Instructions for the task: Extract every line of the listing below verbatim, omitting the pictures.
───── Information given ─────
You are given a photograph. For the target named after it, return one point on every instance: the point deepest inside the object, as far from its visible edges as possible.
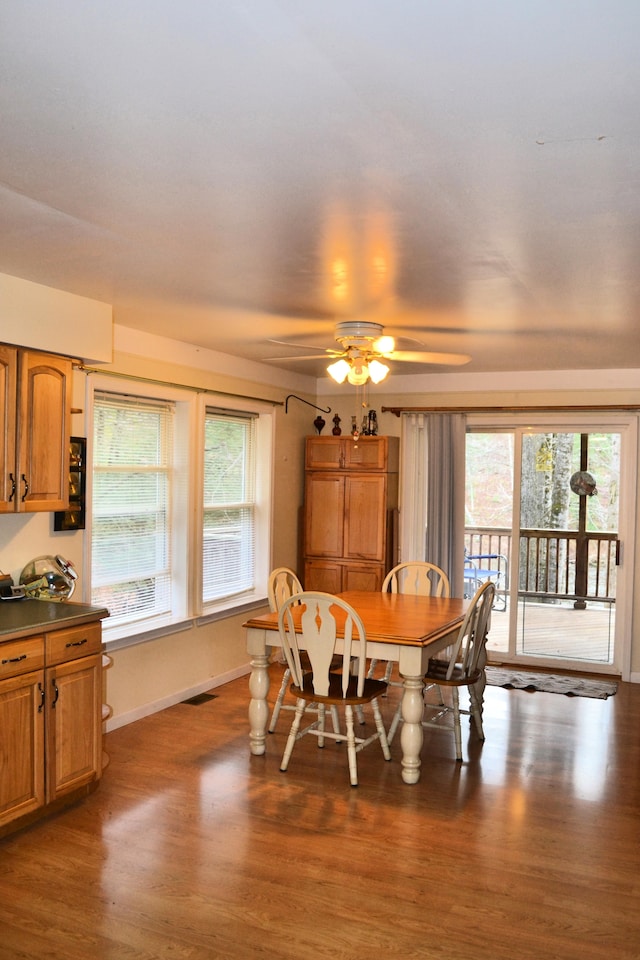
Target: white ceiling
(226, 172)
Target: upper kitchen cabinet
(35, 417)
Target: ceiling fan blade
─────
Response to the task:
You are given a photograph. For the target named after it, return one point on every instance: the point deepest inside the object, as far from its visible edges as possible.
Target: white ceiling
(226, 172)
Target: upper kitchen cabinet
(35, 417)
Target: ceiling fan blade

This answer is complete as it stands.